Exercícios propostos:
1. Reproduza o trecho do excerto da entrevista desde "Ainda assim, têm" até "a atenção recentemente?", inclusive.
2. Indique todas as pessoas mencionadas pelo nome no excerto da entrevista.

Excerto da entrevista:
Ainda assim, têm sido lançados muitos trabalhos nos últimos tempos, e boa parte é fruto deste período que vivemos. Há algum artista ou disco que te tenha chamado a atenção recentemente?
Esta é talvez uma das perguntas mais engraçadas e simultaneamente embaraçosas de responder tendo em conta que sou músico e compositor. Mas há um facto que não posso negar: não consigo realmente acompanhar o que se passa e fica-me cada vez mais a sensação de que me está a passar quase tudo ao lado tendo em conta a quantidade abissal de música que está a ser publicada. E o que tem mais piada é que quando era novo ficou-me gravada na memória uma entrevista do Peter Gabriel em que ele dizia que mal tinha tempo para ouvir música pois passava o tempo em estúdio a fazer música. Pareceu-me estranho e quase impossível de compreender, mas hoje consigo finalmente compreender. Em todo o caso, poderia nomear alguns álbuns que achei interessante mas ia-me parecer uma lista esfarrapada. Por isso vou só salientar um álbum que me parece interessante de sublinhar: “Textures & Lines”, dos Drumming GP com a Joana Gama e o Luís Fernandes. Talvez um dos melhores álbuns nacionais de 2020.

Como é que encaras e defines um conceito tão subjetivo quanto o tempo? E de que forma é que transpões isso para este “The Construction of Time”?

Dados de rotulagem de localizações
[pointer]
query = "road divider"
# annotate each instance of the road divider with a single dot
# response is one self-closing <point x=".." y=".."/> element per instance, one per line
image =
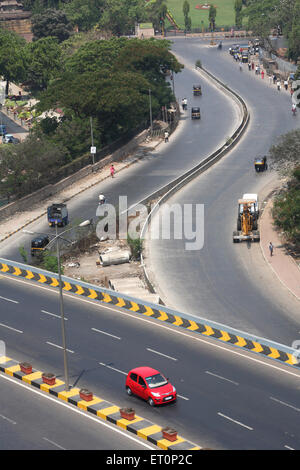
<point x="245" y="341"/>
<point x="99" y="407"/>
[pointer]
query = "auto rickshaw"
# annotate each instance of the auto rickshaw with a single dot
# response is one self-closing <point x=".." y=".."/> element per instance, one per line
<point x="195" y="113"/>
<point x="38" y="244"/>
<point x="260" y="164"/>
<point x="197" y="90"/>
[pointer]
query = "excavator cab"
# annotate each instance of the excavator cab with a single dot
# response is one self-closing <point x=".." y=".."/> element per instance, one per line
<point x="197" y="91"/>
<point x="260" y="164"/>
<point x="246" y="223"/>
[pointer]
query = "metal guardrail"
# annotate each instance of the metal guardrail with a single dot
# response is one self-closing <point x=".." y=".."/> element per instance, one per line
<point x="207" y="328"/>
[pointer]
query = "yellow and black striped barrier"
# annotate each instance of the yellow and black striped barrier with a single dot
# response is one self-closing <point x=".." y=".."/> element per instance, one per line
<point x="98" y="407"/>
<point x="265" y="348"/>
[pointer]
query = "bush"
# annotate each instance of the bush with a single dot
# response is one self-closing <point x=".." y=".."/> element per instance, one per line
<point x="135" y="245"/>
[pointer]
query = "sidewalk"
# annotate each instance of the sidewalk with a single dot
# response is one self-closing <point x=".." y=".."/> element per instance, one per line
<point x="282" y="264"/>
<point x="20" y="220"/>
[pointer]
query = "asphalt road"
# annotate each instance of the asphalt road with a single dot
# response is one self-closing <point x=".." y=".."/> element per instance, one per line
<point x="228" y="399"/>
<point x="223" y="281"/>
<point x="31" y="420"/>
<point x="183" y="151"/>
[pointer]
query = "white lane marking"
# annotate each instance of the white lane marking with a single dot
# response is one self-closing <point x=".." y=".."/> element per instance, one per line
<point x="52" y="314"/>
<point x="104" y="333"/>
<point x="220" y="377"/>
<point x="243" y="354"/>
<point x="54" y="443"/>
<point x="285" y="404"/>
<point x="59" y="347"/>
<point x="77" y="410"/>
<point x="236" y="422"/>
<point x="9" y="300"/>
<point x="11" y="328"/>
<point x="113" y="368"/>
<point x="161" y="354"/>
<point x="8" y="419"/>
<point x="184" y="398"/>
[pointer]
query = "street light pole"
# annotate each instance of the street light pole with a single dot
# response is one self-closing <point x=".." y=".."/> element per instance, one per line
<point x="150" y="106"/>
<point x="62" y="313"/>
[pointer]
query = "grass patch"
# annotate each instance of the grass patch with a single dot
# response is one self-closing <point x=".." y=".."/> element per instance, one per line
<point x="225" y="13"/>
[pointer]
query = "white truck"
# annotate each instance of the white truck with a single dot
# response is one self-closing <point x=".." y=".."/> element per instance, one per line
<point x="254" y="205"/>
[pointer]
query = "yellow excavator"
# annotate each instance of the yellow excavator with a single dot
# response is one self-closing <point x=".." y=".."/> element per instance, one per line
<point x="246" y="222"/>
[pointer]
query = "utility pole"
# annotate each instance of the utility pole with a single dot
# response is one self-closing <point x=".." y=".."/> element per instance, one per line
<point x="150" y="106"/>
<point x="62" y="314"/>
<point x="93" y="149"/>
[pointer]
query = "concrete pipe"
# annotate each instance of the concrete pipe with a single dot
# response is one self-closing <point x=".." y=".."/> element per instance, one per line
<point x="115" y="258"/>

Respostas:
1.
Ainda assim, têm sido lançados muitos trabalhos nos últimos tempos, e boa parte é fruto deste período que vivemos. Há algum artista ou disco que te tenha chamado a atenção recentemente?

2. Peter Gabriel; Joana Gama; Luís Fernandes